Try it: Lines in which "head" appears should be pulled from the data below.

Items from a dataset
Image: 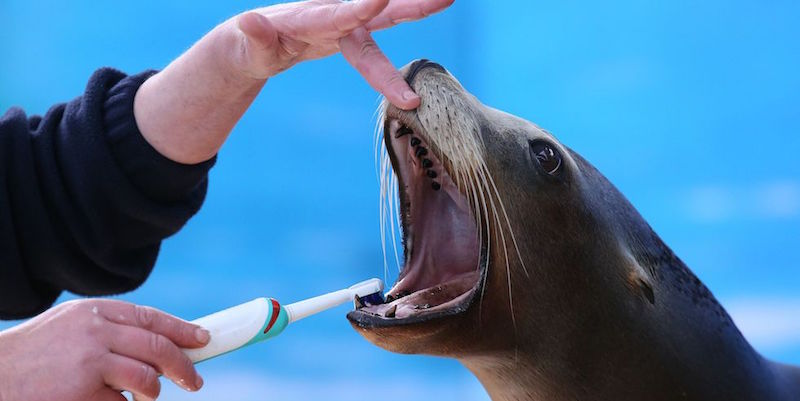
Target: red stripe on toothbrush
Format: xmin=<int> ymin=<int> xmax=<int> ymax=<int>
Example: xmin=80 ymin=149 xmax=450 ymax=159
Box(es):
xmin=264 ymin=299 xmax=281 ymax=334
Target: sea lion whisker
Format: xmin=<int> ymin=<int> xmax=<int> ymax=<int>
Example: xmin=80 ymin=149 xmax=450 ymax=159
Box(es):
xmin=480 ymin=163 xmax=517 ymax=332
xmin=469 ymin=170 xmax=493 ymax=326
xmin=481 ymin=163 xmax=529 ymax=278
xmin=373 ymin=103 xmax=387 ymax=180
xmin=475 ymin=164 xmax=518 ymax=332
xmin=379 ymin=140 xmax=401 ymax=277
xmin=378 ymin=148 xmax=392 ymax=281
xmin=388 ymin=173 xmax=403 ymax=273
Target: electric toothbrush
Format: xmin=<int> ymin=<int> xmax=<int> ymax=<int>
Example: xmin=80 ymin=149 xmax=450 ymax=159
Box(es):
xmin=183 ymin=278 xmax=384 ymax=363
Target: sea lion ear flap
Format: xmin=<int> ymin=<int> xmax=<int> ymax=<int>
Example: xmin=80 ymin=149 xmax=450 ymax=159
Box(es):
xmin=621 ymin=249 xmax=656 ymax=305
xmin=636 ymin=276 xmax=655 ymax=305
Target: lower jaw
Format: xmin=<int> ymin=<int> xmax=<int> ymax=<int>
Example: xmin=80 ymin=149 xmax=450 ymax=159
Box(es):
xmin=347 ymin=269 xmax=483 ymax=328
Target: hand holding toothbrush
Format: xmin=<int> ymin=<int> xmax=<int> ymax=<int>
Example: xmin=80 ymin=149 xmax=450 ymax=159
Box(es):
xmin=0 ymin=299 xmax=208 ymax=401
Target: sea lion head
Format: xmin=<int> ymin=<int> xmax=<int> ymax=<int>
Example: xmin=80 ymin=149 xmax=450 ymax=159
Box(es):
xmin=347 ymin=60 xmax=796 ymax=401
xmin=348 ymin=59 xmax=674 ymax=360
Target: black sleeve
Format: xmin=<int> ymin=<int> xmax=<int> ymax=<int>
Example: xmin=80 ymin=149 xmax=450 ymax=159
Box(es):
xmin=0 ymin=68 xmax=215 ymax=319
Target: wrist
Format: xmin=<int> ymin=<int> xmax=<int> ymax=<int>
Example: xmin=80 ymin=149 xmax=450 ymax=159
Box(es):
xmin=132 ymin=16 xmax=267 ymax=165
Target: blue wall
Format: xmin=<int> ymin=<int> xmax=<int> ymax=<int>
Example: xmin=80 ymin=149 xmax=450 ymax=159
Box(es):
xmin=1 ymin=1 xmax=798 ymax=400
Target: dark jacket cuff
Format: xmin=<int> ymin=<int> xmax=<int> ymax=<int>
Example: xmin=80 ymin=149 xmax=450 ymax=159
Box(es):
xmin=102 ymin=70 xmax=216 ymax=204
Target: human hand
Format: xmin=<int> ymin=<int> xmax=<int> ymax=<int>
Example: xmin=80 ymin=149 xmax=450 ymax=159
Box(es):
xmin=0 ymin=299 xmax=209 ymax=401
xmin=134 ymin=0 xmax=453 ymax=164
xmin=228 ymin=0 xmax=454 ymax=109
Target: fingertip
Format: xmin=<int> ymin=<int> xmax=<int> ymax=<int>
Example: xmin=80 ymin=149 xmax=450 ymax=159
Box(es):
xmin=403 ymin=89 xmax=421 ymax=102
xmin=195 ymin=374 xmax=204 ymax=391
xmin=194 ymin=327 xmax=211 ymax=345
xmin=387 ymin=90 xmax=420 ymax=110
xmin=400 ymin=91 xmax=422 ymax=110
xmin=173 ymin=370 xmax=203 ymax=392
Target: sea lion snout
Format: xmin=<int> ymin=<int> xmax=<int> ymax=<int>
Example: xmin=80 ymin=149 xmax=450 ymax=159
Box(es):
xmin=404 ymin=59 xmax=447 ymax=86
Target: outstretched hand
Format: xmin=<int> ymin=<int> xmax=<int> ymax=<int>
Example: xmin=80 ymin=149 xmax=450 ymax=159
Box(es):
xmin=134 ymin=0 xmax=453 ymax=164
xmin=234 ymin=0 xmax=454 ymax=109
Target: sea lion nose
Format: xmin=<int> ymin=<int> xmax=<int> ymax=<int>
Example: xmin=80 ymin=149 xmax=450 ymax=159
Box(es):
xmin=404 ymin=59 xmax=447 ymax=85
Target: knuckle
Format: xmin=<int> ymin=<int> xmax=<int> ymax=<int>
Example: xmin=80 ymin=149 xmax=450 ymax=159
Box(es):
xmin=59 ymin=299 xmax=80 ymax=309
xmin=418 ymin=3 xmax=431 ymax=18
xmin=358 ymin=40 xmax=379 ymax=59
xmin=59 ymin=299 xmax=88 ymax=317
xmin=331 ymin=7 xmax=348 ymax=32
xmin=149 ymin=333 xmax=170 ymax=356
xmin=278 ymin=36 xmax=303 ymax=58
xmin=384 ymin=71 xmax=404 ymax=86
xmin=85 ymin=315 xmax=106 ymax=338
xmin=134 ymin=305 xmax=155 ymax=328
xmin=179 ymin=355 xmax=197 ymax=381
xmin=136 ymin=365 xmax=160 ymax=398
xmin=79 ymin=346 xmax=107 ymax=370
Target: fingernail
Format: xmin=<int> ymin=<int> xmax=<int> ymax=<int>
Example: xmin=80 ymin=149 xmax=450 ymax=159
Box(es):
xmin=176 ymin=378 xmax=192 ymax=391
xmin=403 ymin=90 xmax=419 ymax=101
xmin=195 ymin=328 xmax=211 ymax=344
xmin=195 ymin=374 xmax=204 ymax=390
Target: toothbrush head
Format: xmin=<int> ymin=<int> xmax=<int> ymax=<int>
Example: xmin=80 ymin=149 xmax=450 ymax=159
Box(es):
xmin=349 ymin=278 xmax=385 ymax=307
xmin=358 ymin=292 xmax=386 ymax=307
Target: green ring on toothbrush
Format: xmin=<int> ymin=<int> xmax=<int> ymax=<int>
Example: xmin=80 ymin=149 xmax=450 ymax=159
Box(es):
xmin=246 ymin=298 xmax=289 ymax=345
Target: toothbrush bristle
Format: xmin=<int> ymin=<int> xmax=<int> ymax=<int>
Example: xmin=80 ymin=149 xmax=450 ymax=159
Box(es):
xmin=358 ymin=292 xmax=385 ymax=307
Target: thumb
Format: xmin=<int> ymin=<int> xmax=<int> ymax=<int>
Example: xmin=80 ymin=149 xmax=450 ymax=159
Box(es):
xmin=237 ymin=12 xmax=278 ymax=52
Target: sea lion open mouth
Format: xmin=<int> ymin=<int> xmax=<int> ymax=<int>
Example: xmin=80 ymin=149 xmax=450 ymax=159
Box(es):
xmin=348 ymin=78 xmax=484 ymax=326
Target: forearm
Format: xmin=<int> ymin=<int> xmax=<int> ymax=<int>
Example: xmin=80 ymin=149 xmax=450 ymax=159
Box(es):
xmin=133 ymin=20 xmax=263 ymax=165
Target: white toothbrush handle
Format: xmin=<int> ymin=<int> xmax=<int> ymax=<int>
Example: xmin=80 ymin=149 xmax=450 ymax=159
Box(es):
xmin=183 ymin=298 xmax=271 ymax=363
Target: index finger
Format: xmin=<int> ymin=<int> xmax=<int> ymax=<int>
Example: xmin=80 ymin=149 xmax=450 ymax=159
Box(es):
xmin=364 ymin=0 xmax=455 ymax=31
xmin=95 ymin=300 xmax=210 ymax=349
xmin=340 ymin=27 xmax=420 ymax=110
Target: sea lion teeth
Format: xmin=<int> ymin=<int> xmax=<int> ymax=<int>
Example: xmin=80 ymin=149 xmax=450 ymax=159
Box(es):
xmin=410 ymin=137 xmax=421 ymax=146
xmin=415 ymin=147 xmax=428 ymax=157
xmin=386 ymin=291 xmax=411 ymax=304
xmin=396 ymin=126 xmax=413 ymax=138
xmin=353 ymin=295 xmax=364 ymax=309
xmin=432 ymin=181 xmax=441 ymax=190
xmin=422 ymin=159 xmax=433 ymax=168
xmin=385 ymin=304 xmax=397 ymax=318
xmin=426 ymin=170 xmax=437 ymax=178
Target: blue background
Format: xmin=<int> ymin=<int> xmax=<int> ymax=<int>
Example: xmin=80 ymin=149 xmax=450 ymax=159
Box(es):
xmin=1 ymin=1 xmax=798 ymax=400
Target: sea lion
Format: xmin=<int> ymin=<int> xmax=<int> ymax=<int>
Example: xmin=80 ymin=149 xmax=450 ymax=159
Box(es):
xmin=347 ymin=60 xmax=800 ymax=401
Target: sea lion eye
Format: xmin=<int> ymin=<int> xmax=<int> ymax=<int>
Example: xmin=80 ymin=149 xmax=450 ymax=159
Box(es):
xmin=530 ymin=140 xmax=562 ymax=175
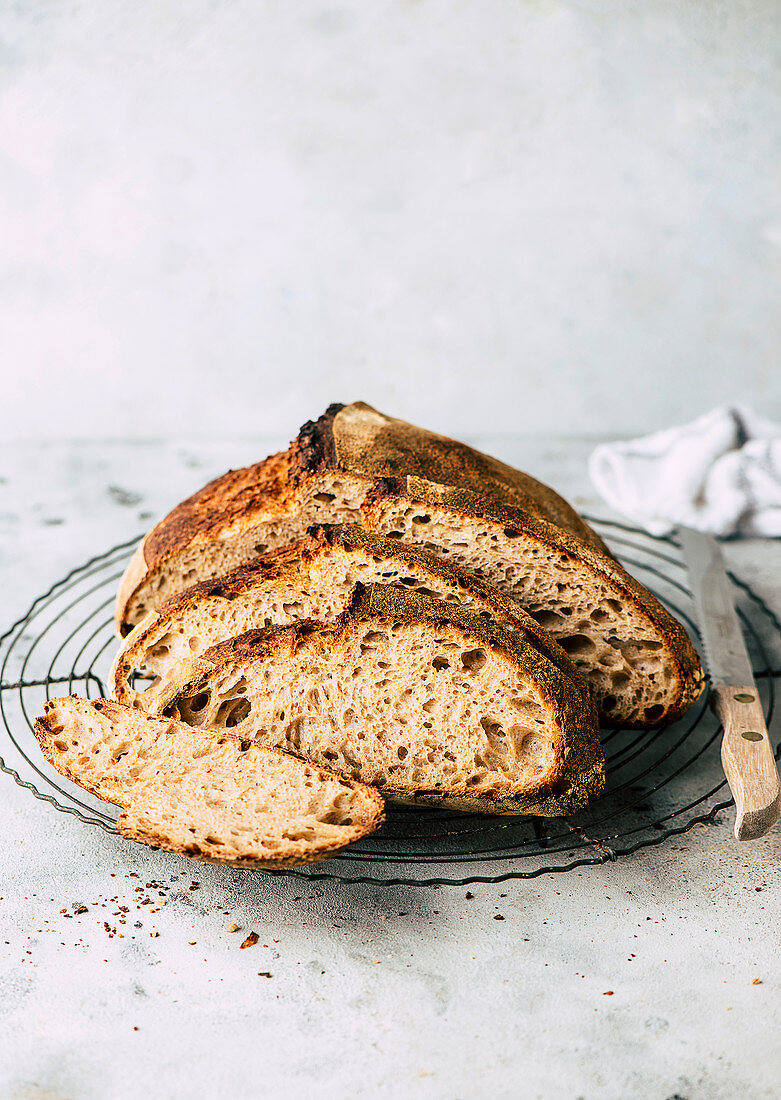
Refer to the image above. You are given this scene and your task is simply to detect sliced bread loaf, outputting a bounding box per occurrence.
[164,585,605,816]
[115,401,608,634]
[112,523,583,715]
[35,697,384,868]
[115,407,703,726]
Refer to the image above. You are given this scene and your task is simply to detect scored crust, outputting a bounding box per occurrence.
[115,402,609,633]
[293,402,608,550]
[35,696,384,869]
[164,585,605,817]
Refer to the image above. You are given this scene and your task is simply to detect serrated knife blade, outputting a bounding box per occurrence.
[678,526,754,685]
[678,526,781,840]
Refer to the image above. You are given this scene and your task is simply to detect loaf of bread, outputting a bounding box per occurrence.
[164,584,605,817]
[113,523,582,715]
[115,403,703,727]
[35,697,384,867]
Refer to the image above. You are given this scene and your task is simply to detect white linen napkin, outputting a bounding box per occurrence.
[588,406,781,538]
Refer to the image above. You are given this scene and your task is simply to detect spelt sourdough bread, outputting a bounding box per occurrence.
[113,523,583,715]
[35,697,384,868]
[164,585,605,817]
[115,401,608,634]
[114,403,703,726]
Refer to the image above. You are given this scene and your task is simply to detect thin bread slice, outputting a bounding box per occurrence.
[115,401,608,635]
[112,523,583,715]
[165,585,605,817]
[35,697,384,868]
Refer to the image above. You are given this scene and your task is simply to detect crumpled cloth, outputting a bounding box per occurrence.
[588,406,781,538]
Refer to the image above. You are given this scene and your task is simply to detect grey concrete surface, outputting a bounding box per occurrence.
[1,438,780,1100]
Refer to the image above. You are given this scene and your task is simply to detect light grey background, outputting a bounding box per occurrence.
[2,0,780,442]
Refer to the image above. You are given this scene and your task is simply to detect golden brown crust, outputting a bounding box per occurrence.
[361,478,705,726]
[167,585,605,816]
[292,402,608,551]
[144,448,296,571]
[137,401,608,579]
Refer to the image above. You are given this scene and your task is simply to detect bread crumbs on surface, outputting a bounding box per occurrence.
[603,991,614,996]
[240,932,259,949]
[226,922,239,933]
[753,978,762,985]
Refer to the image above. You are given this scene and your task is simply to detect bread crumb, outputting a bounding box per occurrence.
[753,978,762,985]
[603,991,614,996]
[226,922,239,933]
[240,932,259,950]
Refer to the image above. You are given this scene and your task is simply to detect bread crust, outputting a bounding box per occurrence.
[165,585,605,817]
[116,402,609,632]
[292,402,608,550]
[35,697,385,869]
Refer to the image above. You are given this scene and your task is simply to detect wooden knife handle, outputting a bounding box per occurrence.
[710,685,781,841]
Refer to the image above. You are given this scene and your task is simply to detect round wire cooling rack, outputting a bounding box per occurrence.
[1,518,780,887]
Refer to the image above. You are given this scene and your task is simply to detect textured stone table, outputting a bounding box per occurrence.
[1,438,780,1100]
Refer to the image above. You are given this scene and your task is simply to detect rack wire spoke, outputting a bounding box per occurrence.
[1,517,778,886]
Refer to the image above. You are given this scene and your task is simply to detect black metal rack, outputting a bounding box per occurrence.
[1,518,778,886]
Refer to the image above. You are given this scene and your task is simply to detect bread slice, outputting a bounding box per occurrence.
[35,697,384,868]
[115,401,609,635]
[112,523,583,716]
[164,585,605,817]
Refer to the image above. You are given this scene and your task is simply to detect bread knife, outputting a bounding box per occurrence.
[678,525,781,840]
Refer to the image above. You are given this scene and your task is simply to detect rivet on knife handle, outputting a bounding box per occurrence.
[710,686,781,841]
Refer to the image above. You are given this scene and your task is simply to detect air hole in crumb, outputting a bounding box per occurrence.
[432,656,450,670]
[216,697,251,728]
[314,492,336,504]
[461,648,487,672]
[186,692,210,713]
[560,635,596,658]
[412,514,431,525]
[644,704,664,722]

Exercise solution:
Target: sea lion head
Target: toothbrush head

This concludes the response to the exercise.